Please print every line from the one containing "the white floor" through the last line of the records below, exactly as written and nothing more.

######

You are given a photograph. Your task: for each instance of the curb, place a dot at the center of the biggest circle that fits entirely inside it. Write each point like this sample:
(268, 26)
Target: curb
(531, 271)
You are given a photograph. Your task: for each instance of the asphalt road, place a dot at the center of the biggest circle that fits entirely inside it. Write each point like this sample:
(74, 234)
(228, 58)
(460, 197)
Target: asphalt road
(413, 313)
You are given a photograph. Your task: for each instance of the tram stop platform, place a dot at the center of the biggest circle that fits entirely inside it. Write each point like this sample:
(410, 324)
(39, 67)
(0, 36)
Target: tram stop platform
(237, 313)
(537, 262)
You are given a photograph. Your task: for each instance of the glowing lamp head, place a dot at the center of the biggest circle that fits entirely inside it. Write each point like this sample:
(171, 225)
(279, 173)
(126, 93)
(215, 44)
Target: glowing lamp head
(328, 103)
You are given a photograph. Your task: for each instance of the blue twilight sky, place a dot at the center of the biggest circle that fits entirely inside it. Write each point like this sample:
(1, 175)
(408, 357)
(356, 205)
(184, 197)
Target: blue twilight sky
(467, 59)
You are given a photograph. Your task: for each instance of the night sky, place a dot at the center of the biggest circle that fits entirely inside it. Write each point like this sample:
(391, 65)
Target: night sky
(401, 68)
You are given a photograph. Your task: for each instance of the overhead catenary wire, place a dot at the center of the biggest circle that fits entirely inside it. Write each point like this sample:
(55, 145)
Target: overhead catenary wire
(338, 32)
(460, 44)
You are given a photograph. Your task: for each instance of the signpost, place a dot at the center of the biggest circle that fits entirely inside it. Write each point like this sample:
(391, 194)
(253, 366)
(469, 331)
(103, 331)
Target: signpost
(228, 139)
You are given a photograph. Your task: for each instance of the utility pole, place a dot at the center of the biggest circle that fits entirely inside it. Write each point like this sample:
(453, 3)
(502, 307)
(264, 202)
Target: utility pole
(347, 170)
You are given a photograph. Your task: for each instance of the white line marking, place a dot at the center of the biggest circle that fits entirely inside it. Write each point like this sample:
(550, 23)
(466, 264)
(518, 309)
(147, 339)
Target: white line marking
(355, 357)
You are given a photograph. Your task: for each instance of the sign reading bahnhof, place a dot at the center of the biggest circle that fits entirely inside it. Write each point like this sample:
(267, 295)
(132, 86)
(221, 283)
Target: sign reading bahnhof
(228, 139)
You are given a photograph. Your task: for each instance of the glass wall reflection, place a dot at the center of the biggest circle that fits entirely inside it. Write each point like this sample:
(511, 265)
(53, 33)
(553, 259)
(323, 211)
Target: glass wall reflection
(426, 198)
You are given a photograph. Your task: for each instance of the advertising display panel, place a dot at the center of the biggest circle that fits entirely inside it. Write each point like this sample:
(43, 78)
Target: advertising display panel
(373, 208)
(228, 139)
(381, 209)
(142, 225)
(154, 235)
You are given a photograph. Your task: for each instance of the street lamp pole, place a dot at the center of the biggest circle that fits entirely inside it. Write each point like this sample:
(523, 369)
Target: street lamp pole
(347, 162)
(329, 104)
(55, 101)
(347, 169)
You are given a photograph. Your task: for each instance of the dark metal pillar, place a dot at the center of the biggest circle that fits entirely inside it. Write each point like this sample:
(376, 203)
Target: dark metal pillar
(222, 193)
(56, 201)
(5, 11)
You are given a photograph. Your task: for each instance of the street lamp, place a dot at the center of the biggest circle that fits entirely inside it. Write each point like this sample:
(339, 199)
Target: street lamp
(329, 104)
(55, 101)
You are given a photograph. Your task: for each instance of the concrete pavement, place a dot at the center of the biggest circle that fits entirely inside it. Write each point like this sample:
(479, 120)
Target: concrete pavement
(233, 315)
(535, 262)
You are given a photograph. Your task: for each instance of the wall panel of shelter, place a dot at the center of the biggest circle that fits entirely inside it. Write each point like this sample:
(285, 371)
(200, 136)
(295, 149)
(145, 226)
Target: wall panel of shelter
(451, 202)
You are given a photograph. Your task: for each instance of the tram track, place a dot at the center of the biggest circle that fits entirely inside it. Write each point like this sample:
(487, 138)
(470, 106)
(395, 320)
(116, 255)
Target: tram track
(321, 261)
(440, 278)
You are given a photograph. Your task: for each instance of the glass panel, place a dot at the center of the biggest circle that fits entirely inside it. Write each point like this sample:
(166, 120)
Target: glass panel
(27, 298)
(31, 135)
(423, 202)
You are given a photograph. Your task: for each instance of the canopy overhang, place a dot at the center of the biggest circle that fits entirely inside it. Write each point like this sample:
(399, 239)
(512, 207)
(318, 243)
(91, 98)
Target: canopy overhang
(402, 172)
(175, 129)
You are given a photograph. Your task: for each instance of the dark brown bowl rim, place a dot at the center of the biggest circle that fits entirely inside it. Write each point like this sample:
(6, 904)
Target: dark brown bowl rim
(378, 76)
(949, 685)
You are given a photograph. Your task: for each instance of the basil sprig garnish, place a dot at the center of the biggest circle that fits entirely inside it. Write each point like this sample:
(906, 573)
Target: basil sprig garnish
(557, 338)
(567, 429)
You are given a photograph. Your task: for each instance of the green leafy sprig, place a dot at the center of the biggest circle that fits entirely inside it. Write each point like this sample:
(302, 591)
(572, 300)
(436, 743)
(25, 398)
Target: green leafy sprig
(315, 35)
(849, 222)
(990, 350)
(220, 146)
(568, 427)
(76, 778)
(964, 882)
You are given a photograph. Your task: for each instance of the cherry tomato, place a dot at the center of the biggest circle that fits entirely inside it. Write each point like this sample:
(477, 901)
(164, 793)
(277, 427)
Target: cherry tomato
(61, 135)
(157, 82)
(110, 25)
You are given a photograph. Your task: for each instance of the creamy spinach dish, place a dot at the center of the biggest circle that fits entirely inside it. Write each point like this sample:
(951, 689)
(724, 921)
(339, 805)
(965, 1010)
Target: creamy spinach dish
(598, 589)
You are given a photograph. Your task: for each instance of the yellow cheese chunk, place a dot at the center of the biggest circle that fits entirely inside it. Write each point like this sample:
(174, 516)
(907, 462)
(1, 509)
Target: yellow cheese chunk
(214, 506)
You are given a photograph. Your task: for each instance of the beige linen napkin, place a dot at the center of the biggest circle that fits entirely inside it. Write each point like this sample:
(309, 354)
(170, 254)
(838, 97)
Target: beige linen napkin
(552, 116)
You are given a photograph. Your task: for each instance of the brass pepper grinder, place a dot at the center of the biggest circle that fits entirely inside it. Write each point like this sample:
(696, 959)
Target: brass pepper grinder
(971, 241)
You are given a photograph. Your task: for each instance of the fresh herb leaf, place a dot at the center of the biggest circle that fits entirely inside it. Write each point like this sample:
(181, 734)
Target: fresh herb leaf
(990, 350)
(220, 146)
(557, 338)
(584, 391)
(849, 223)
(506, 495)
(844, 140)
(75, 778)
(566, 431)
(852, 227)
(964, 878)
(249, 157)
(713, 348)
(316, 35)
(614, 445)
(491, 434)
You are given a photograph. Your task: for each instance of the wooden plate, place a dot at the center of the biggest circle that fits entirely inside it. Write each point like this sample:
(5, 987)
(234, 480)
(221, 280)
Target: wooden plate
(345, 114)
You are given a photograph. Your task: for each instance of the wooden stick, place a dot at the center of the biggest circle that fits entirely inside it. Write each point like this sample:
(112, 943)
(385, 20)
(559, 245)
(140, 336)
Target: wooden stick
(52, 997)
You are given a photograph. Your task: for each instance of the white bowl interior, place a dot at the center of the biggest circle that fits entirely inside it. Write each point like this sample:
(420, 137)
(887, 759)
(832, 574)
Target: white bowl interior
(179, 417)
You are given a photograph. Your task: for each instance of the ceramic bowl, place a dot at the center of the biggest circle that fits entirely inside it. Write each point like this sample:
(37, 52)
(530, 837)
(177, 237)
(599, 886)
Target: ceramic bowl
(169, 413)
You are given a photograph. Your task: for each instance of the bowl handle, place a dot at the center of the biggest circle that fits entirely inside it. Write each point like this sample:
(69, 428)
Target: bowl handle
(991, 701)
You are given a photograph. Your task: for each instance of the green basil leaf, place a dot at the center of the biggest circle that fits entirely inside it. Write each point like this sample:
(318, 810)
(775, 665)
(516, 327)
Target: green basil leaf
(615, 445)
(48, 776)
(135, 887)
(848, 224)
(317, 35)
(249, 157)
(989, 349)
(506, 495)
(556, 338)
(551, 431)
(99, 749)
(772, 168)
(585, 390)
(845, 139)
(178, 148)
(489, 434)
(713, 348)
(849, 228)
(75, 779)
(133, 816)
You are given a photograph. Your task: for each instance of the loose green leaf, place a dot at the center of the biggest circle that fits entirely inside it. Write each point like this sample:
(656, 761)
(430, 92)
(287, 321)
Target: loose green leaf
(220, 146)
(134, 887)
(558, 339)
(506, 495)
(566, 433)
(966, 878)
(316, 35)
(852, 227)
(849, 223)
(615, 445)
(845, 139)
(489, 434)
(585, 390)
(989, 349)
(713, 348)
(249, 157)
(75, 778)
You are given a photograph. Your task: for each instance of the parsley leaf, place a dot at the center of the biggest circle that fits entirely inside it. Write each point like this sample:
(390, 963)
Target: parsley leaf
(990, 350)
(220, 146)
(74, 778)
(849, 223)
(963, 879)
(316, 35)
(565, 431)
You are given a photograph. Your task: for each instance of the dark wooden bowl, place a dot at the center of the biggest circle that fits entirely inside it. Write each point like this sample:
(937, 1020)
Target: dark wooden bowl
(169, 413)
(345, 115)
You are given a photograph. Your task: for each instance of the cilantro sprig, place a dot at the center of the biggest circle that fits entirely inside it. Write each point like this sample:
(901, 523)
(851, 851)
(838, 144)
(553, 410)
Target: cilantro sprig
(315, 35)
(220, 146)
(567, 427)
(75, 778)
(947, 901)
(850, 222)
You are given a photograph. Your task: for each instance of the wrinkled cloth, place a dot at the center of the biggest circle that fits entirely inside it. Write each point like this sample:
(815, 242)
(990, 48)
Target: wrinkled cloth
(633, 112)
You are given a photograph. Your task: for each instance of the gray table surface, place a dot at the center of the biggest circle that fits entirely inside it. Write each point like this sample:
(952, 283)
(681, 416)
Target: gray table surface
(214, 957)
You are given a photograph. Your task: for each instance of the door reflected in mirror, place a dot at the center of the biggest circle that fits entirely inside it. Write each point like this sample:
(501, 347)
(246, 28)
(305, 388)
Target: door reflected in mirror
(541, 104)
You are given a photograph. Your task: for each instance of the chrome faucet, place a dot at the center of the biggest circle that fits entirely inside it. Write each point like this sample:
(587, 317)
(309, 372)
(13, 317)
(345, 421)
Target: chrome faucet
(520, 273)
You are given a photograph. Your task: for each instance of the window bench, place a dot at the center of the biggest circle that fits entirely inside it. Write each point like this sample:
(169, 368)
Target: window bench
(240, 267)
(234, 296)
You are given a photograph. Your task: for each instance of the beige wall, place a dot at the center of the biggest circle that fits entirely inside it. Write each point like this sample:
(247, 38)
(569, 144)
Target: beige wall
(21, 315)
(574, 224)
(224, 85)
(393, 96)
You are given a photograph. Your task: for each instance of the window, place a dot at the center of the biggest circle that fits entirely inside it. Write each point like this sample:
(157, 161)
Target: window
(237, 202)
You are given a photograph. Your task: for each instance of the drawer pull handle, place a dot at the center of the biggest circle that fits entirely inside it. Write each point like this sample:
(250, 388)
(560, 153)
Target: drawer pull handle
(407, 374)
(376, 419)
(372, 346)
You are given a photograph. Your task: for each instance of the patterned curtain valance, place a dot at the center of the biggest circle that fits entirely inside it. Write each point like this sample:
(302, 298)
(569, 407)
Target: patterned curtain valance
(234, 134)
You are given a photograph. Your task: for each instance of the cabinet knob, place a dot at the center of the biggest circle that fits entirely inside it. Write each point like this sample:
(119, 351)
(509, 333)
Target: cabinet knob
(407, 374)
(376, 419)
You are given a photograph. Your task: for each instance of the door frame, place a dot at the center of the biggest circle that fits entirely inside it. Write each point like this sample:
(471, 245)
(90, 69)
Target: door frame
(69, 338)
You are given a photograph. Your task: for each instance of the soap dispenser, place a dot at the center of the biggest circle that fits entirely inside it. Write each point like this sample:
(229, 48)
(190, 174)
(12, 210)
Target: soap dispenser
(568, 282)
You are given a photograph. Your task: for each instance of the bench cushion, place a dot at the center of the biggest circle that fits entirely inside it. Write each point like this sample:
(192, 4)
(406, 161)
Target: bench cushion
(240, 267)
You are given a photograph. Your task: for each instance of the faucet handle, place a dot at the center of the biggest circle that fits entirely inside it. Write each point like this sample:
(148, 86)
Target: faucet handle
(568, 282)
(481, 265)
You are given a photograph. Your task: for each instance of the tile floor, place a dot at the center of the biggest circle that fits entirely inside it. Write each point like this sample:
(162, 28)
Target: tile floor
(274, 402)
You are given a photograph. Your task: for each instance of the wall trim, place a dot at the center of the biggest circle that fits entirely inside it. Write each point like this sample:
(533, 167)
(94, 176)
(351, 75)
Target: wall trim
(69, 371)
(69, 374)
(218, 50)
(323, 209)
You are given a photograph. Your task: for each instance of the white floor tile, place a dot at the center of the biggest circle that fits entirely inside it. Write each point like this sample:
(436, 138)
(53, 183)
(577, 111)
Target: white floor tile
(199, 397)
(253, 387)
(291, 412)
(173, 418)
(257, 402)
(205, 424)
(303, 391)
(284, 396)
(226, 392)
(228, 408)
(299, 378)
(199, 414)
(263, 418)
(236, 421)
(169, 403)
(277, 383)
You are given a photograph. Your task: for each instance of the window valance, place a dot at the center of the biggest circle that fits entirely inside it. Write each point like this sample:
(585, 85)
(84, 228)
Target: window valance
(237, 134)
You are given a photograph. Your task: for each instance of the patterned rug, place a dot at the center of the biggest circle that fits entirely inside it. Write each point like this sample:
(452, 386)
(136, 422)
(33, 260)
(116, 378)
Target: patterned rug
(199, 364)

######

TASK OUTPUT>
You are given a photograph. Your task: for each instance of the white floor tile, place a dot at the center of the biggest circle that fits entirely inside it. Write each point like this sample:
(436, 138)
(53, 183)
(577, 111)
Target: white floor tile
(199, 397)
(253, 387)
(291, 412)
(173, 418)
(257, 402)
(205, 424)
(303, 391)
(284, 396)
(226, 392)
(228, 408)
(299, 378)
(199, 414)
(263, 418)
(236, 421)
(169, 403)
(277, 383)
You are given a photograph. Your task: for each instance of the window valance, place a dot at the center of the biggest circle that fits entirely inside it. Write each point like this sample:
(585, 85)
(84, 228)
Target: window valance
(237, 134)
You are given a photograph. Your task: for each instance of the patterned rug, place a dot at the center of the biggest circle that fits entirely inside it. Write each point like this sample:
(452, 386)
(136, 422)
(33, 260)
(116, 378)
Target: patterned rug
(199, 364)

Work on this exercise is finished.